** START DATASET RECORDS **
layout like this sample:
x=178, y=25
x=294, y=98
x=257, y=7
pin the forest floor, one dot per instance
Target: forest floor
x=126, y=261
** END DATASET RECORDS **
— WHAT YOU SHOULD DO —
Reproduce every line of the data above, requests included, and offset each x and y coordinate in the answers by adding 39. Leave all other numbers unchanged.

— RESULT FOR THIS EXERCISE —
layout like this sample:
x=178, y=25
x=294, y=98
x=257, y=7
pin the forest floor, one dot per instance
Target: forest floor
x=165, y=300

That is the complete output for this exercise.